Extract provided:
[Start of section]

Letters Home by Frank James Meyer a WW2 Journey

Sixteen million American’s served during World War II.  This is a brief snapshot of my Uncle Frank Meyer’s journey.  History, like millions of those, combines periods of trivia and drama.   I’m not sure of his exact enlistment or discharge date in the Navy, but I know Francis James Meyer had quite the expedition.  I’ve been blessed to read his intimate, wartime letters to his parents, his Gram. sister June and younger brother Tom during duty from September 1944 through April 1952.  I found these letters in my parent’s attic while visiting their home in New Jersey about twenty years ago.  They were in an old suit case of my grandmother’s.  Upon opening the old, heavy leather suitcase, I received a big whiff of mold or old ink; I can’t quite describe the smell.  I asked my parents if I could keep the letters and they agreed.  It surprised me that my father didn’t want to keep them.  So, it brings me pleasure to write this blog about my uncle’s military career and bring his letters to the forefront for someone else to enjoy.

[End of section]

Work task: Continue the blog post about Frank James Meyer's World War II letters home, starting after its last sentence.

Data under study:
[Start of section]

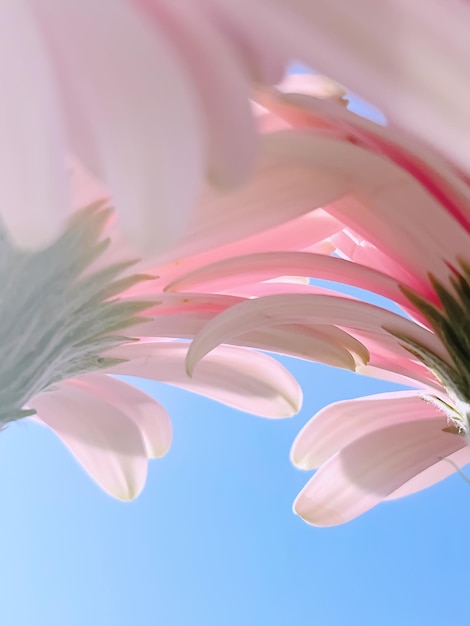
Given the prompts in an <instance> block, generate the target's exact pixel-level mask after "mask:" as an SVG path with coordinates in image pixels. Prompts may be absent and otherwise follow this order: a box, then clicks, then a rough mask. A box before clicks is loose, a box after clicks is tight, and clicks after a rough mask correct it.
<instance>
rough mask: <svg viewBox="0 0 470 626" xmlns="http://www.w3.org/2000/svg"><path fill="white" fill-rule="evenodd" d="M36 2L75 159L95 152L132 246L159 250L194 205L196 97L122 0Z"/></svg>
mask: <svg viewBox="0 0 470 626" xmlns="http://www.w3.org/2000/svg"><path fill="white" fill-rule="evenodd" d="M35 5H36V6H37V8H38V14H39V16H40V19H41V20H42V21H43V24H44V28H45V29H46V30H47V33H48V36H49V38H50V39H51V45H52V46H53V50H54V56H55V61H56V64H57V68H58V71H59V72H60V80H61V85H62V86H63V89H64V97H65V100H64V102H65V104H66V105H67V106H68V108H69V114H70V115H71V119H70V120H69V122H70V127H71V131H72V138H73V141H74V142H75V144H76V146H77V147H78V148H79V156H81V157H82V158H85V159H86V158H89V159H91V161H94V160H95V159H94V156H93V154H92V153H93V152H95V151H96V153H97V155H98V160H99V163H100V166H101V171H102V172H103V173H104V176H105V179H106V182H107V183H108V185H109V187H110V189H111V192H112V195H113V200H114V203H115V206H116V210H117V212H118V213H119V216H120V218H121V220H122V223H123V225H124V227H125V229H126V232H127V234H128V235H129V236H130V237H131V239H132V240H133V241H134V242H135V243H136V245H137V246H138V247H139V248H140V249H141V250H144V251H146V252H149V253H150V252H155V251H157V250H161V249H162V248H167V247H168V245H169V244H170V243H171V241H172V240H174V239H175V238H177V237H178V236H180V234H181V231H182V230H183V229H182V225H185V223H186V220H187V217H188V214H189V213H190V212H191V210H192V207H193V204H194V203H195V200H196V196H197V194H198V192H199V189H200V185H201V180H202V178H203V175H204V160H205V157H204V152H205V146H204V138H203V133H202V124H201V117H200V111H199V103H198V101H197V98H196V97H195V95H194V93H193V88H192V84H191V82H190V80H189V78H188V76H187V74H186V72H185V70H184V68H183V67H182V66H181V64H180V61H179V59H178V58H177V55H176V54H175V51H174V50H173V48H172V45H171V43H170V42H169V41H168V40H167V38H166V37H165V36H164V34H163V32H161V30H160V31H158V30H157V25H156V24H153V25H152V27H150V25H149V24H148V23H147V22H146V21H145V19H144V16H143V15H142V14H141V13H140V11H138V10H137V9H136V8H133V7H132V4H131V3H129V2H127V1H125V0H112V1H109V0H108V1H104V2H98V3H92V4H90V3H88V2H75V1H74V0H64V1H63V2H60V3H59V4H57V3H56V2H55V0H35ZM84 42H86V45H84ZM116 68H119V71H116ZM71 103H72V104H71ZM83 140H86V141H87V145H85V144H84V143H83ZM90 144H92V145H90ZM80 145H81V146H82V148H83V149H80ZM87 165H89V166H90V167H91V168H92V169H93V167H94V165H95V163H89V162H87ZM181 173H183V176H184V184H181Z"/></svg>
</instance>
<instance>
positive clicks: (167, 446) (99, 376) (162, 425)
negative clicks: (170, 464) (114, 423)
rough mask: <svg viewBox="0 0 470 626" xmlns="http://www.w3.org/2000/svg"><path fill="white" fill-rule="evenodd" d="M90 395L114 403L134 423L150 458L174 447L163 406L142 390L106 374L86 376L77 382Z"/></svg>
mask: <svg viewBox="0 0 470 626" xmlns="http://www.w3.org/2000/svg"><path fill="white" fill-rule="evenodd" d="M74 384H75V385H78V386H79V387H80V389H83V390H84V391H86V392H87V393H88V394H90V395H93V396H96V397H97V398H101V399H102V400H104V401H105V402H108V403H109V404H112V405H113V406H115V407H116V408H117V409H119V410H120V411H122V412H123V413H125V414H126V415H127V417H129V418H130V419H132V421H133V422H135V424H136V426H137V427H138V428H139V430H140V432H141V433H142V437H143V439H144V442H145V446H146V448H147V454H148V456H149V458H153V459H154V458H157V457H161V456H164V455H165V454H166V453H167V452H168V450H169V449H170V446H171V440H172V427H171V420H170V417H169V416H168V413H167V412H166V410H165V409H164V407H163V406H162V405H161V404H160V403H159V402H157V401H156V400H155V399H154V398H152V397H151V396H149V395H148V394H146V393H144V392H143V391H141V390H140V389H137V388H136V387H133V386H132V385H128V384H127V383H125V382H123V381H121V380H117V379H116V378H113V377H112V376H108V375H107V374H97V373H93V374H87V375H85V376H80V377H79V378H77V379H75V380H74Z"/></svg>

[End of section]

Your response:
I typed highlights of Frank’s letters by date in black below.   He wrote as if he were having verbal conversations with his family in these letters; I’m sure it brought them all a sense of normalcy.  They were all very close.  Sometimes just writing a letter to say he had nothing to write about was a common occurrence.  Frank had wonderful cursive and always ended his letters with “Your loving son, Frankie”.   The blue italic print is taken straight from Wikipedia and other internet research data to collaborate information about the history of what happened on his particular ship (red font) or world news (blue font) during my uncle’s service.  The letters generally mesh with the historical data from Wikipedia. 

9/29/44:  Sampson, NY.    The beginning of my Navy career.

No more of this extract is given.